Exercise instructions
**1.** Decide whether each statement below agrees with the passage on colliding masses. Answer yes or no for each, and quote the deciding words of the passage. (a) The value v' = .268c depends on the masses of the colliding objects. (b) In the frame where Mass 2 is stationary, the photons would be seen moving in the same direction as the original velocity of Mass 1. (c) Energy and momentum are conserved.
**2.** Carry on the passage on colliding masses, beginning right after its final sentence.

From the Mass 2 equation, we conclude that $v_{cm} = v'$. This makes sense because the center of mass has to follow this frame because it has to have zero velocity before and after the collision in this frame. It is only in the frame that any photons emitted will have a uniform spread of motion. For example, if two photons are emitted (the smallest number), they will have equal energy and travel in exact opposite directions.
So,
$$v_1 = \frac{2v'}{1 + \frac{v'^2}{c^2}}$$
Solving for $v'$:
$$\frac{v'}{c} = \frac{c}{v_1}-\sqrt{\left(\frac{c}{v_1}\right)^2-1}$$
Substituting $v_1 = .5c$ results in
$$v' = .268c$$
Notice that this result is independent of the masses of the colliding masses and the final merged mass. Where the mistake lies is assuming that 

"all excess energy is emitted equally in all directions as photons."

This can only happen in the center-of-mass/center-of-momentum frame of reference. In the original frame, with Mass 2 stationary, you would observe the photons be emitted in the same direction as the original velocity of Mass 1, taking away momentum from the masses--hence why the real momentum is less than what you calculated. The only exception would be when no photons are emitted and the merged mass gets all the energy and momentum, which I'll analyze in the next section.
Problem 2:
Mass is not conserved. As an extreme example, if equal masses of matter and antimatter collide, the resulting amount of mass will be zero. Energy and momentum, on the other hand, are conserved.

Given information
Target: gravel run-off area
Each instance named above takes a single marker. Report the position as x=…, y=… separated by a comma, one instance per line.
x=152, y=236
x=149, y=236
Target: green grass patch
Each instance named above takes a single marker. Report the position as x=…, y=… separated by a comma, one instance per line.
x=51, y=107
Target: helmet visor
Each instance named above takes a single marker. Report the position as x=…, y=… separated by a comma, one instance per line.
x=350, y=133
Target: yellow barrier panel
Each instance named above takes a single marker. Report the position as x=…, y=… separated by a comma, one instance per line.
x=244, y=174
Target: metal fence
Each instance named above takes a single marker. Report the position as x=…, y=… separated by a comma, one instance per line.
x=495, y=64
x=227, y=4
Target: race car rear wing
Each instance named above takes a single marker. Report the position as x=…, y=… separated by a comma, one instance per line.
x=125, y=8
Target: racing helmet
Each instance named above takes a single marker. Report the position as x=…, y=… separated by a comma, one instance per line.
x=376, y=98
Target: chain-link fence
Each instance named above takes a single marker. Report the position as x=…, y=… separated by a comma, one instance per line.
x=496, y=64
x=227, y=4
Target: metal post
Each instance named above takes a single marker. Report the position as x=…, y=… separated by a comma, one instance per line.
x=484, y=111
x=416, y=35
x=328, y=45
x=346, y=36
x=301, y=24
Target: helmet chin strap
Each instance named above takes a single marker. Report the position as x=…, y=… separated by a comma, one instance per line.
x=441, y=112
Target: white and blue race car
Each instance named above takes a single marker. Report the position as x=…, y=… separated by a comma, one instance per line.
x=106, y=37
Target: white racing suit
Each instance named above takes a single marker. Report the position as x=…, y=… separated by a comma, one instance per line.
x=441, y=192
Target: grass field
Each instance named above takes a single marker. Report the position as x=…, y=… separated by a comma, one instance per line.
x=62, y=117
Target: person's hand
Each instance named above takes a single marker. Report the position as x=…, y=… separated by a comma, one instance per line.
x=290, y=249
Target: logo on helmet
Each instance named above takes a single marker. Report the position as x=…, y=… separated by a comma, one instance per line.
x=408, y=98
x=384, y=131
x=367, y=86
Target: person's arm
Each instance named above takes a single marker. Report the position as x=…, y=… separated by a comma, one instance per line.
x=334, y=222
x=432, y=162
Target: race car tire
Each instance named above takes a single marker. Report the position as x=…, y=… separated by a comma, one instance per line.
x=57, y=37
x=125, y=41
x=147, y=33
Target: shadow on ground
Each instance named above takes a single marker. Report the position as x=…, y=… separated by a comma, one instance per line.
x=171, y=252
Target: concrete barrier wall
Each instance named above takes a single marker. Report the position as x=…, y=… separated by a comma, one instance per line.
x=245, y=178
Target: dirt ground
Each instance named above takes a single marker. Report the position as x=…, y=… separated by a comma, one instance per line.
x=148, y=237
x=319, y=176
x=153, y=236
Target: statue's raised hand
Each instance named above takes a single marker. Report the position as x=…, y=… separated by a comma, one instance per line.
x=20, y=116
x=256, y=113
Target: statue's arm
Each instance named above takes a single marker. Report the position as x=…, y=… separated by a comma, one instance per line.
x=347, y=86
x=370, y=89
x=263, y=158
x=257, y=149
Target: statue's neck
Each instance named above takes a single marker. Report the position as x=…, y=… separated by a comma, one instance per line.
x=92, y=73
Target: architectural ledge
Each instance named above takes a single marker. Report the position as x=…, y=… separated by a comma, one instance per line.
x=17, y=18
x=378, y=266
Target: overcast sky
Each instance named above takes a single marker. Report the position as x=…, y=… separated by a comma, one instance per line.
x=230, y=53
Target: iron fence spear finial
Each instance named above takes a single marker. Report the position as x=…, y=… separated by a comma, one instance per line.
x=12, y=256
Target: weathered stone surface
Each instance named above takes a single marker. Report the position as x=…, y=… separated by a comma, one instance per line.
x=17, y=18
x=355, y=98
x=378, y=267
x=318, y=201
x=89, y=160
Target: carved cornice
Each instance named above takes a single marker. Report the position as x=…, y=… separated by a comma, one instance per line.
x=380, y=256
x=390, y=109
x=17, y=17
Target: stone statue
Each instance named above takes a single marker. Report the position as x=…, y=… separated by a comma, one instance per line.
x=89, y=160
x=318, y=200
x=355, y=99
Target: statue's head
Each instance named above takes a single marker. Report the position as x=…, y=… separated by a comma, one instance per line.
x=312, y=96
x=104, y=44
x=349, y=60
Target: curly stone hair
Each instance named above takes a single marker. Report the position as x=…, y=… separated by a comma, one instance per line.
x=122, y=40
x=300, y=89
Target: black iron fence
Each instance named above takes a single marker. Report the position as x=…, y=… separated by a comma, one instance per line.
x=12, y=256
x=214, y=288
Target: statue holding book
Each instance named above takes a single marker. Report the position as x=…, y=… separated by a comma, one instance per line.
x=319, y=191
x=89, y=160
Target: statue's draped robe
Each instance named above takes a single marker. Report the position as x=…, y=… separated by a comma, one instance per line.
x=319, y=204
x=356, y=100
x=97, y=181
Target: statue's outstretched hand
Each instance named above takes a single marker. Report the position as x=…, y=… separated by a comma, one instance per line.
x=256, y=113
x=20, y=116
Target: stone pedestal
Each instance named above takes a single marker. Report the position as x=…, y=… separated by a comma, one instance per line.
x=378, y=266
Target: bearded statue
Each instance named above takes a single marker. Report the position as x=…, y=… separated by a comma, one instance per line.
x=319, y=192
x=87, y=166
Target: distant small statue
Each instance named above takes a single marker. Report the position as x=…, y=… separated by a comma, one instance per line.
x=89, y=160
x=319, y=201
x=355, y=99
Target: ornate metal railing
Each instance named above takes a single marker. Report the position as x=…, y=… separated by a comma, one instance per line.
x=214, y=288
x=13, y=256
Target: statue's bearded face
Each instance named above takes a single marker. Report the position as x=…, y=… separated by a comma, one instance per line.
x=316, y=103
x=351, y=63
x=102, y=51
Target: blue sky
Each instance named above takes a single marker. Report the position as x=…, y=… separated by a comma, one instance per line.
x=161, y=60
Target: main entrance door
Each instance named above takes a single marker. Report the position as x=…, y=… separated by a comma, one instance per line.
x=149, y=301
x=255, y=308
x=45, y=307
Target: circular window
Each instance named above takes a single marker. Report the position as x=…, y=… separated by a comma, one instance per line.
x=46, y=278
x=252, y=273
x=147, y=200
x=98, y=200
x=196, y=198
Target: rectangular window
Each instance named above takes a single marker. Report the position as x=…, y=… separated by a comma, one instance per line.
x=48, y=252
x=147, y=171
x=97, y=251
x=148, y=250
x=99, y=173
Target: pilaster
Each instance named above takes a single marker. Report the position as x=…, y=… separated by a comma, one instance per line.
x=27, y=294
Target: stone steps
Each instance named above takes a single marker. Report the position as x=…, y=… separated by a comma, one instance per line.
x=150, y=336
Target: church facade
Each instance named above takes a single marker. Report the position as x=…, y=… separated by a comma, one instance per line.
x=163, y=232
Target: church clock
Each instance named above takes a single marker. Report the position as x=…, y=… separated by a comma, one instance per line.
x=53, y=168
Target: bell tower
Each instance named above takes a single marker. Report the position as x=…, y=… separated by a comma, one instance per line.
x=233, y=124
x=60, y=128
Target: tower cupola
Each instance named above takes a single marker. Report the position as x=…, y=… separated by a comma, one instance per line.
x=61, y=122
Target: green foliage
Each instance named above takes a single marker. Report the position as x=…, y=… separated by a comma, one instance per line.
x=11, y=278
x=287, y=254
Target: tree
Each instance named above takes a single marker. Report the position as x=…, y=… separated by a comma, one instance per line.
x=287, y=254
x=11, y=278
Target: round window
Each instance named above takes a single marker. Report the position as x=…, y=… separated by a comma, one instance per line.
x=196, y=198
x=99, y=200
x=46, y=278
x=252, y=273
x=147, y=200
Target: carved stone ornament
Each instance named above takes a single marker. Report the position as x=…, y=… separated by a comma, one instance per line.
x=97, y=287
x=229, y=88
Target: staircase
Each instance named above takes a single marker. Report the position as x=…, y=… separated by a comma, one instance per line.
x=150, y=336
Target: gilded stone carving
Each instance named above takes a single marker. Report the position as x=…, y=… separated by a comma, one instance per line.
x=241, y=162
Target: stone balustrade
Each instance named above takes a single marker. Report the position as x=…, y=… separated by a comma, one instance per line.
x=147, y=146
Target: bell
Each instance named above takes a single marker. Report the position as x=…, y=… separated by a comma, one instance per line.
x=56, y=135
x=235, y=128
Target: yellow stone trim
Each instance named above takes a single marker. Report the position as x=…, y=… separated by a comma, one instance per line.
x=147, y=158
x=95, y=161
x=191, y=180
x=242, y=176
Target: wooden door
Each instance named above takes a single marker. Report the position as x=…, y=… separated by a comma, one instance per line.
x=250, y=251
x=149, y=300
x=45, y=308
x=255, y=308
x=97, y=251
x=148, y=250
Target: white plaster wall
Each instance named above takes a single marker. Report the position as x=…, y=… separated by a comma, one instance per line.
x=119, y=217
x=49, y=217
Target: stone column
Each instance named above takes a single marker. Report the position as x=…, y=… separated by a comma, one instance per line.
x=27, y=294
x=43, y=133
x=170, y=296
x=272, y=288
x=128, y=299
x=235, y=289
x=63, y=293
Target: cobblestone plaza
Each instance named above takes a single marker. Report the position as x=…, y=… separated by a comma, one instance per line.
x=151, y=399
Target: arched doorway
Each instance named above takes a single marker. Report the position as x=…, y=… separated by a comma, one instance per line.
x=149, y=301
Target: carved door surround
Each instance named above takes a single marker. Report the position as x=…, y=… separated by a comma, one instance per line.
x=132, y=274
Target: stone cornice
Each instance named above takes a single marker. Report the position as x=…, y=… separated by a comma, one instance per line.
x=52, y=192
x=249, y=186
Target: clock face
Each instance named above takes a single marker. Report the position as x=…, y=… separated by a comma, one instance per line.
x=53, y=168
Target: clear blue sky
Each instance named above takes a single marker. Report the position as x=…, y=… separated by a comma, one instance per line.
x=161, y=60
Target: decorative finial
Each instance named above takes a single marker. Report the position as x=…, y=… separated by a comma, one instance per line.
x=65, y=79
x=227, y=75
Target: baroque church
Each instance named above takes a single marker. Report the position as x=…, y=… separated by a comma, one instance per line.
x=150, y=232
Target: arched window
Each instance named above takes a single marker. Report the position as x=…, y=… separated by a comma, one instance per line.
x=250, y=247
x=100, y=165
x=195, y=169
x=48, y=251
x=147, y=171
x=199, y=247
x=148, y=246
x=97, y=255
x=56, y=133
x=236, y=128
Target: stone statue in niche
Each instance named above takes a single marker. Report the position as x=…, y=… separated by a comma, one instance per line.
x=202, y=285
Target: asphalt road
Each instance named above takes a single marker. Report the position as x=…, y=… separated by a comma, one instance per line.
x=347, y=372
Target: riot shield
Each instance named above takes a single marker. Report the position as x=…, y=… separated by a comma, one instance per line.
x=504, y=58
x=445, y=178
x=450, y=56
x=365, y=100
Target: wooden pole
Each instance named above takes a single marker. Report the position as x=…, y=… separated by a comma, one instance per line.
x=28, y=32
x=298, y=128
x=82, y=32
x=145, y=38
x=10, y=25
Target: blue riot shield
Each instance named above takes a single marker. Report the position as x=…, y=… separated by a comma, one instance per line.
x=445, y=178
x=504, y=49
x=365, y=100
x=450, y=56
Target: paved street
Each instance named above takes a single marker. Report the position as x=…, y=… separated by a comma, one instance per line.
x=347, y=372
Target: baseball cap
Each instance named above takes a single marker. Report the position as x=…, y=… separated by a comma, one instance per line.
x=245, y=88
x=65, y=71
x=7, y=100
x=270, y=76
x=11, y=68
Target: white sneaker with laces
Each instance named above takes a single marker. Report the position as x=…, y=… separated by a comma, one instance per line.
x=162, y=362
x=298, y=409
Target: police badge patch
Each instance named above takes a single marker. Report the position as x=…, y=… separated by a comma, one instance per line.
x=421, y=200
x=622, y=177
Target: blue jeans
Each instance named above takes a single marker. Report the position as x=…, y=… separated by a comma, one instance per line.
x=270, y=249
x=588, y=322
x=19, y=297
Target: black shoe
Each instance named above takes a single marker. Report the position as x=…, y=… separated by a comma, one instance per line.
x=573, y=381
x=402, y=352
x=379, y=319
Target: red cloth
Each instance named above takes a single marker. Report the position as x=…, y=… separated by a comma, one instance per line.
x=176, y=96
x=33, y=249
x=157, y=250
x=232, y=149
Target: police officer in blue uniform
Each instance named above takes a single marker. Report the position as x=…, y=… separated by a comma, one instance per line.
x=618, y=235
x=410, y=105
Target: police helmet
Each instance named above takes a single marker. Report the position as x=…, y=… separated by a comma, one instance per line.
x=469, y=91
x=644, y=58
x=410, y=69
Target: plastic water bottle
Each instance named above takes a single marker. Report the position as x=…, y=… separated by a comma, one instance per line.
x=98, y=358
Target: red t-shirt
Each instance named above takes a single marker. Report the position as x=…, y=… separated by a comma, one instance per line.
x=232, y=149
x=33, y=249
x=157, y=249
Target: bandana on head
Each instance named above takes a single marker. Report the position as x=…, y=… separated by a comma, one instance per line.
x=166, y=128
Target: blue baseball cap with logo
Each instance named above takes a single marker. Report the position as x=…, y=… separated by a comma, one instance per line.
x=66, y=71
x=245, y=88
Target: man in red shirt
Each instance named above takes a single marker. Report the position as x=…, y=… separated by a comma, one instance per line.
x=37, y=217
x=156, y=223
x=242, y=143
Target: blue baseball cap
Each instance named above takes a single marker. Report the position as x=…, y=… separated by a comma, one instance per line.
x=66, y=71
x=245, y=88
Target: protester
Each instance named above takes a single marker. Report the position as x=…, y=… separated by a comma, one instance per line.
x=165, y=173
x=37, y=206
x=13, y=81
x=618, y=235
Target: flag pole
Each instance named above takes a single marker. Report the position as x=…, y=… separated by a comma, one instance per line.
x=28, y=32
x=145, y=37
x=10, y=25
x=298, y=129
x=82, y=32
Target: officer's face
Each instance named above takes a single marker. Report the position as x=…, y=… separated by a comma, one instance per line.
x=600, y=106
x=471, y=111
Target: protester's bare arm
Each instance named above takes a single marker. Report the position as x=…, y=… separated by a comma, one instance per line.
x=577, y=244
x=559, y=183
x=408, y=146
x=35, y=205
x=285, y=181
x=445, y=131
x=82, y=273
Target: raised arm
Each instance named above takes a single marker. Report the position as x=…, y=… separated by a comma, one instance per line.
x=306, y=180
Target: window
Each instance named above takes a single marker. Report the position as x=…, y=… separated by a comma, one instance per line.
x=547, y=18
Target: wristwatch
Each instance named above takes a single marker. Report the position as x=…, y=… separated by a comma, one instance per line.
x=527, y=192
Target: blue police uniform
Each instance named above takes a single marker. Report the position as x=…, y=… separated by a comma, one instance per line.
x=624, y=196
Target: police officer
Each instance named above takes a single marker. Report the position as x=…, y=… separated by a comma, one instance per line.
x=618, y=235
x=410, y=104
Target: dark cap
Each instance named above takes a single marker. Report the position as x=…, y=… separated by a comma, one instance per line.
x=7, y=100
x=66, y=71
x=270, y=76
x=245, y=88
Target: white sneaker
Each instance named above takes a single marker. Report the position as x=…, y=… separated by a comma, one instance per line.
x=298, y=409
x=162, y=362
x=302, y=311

Outputs for the tasks
**1.**
(a) No: "Notice that this result is independent of the masses of the colliding masses and the final merged mass."
(b) Yes: "In the original frame, with Mass 2 stationary, you would observe the photons be emitted in the same direction as the original velocity of Mass 1"
(c) Yes: "Energy and momentum, on the other hand, are conserved."

**2.**
To save on typing, I'll use units of velocity such that $c=1$:
For mass 1:
$$E_1^2 = m_1^2 + p_1^2$$
For mass 2:
$$E_2^2 = m_2^2 \implies E_2 = m_2$$
For the combined mass 3, we use the conserved energy and momentum:
$$E_3 = E_1 + E_2 = \sqrt{m_1^2 + p_1^2} + m_2$$
and
$$p_3 = p_1$$
Therefore:
$$m_3 = \sqrt{E_3^2 - p_3^2}$$
$$m_3 = \sqrt{\left(\sqrt{m_1^2 + p_1^2} + m_2 \right)^2 - p_1^2}$$
Simplifying:
$$m_3 = \sqrt{m_1^2 + 2m_2\sqrt{m_1^2 + p_1^2} + m_2^2}$$
Substituting $p_1 = \gamma_1 \beta_1 m_1$ and further simplifying results in:
$$m_3 = \sqrt{m_1^2 + 2 \gamma _1 m_1 m_2 + m_2^2}$$
You can see that it is only when $\gamma_1 \approx 1$ that $m_3 \approx m_1 + m_2$.
Now, in your problem, $m_1 = m_2 = m$, so the combined mass is
$$m_3 = 2m\sqrt{\frac{1+\gamma_1}{2}}$$
Since, $\beta_1 = v/c = .5 \implies \gamma_1 = \frac{1}{\sqrt{1-\beta_1^2}} = \sqrt{4/3}$ and $m = 1\,kg$,
$$m_3 = 2(1\,kg)\sqrt{\frac{1+\sqrt{4/3}}{2}} = 2.076\,kg$$
This value matches yours because $\gamma$ is small, so the results are nearly classical. The final velocity will differ, as show below.
You can figure out the velocity using momentum conservation
$$p_3 = p_1$$
and
$$p = \gamma\beta m.$$
So,
$$\gamma_3 \beta_3 m_3 = \gamma_1 \beta_1 m_1$$
Skipping the arithmetic ...
$$\beta_3 = \frac{1}{\sqrt{(m_3/p_1)^2 + 1}}$$
Using $m_3 = 2.076\,kg$ and $p_1 = \gamma_1 \beta_1 m_1 = (\sqrt{4/3} (.5) (1\,kg) = 1/\sqrt{3}\,kg$ (with $c=1$, velocity is unitless):
$$\beta_3 = .268$$
or
$$v_3 = .268c$$
This is the same answer as in Problem 1.

On another note, as a former physics and math teacher, the notion of using special relativity to teach "basic trigonometry" is bizarre to me. Trigonometry is already hard enough for a beginner--I know I had my troubles in school. I think bringing in special relativity, which doesn't use triangles in any obvious way, will only obscure what you're trying to teach. I don't doubt that your student could follow along, but I wonder what he or she actually takes from the lesson beyond a series of seemingly nonsensical steps involving triangles whose sides aren't measured in inches or meters.
If you want a powerful examples of trigonometry in physics:


*

*show how Eratosthenes measured the size of the Earth in 240 BCE.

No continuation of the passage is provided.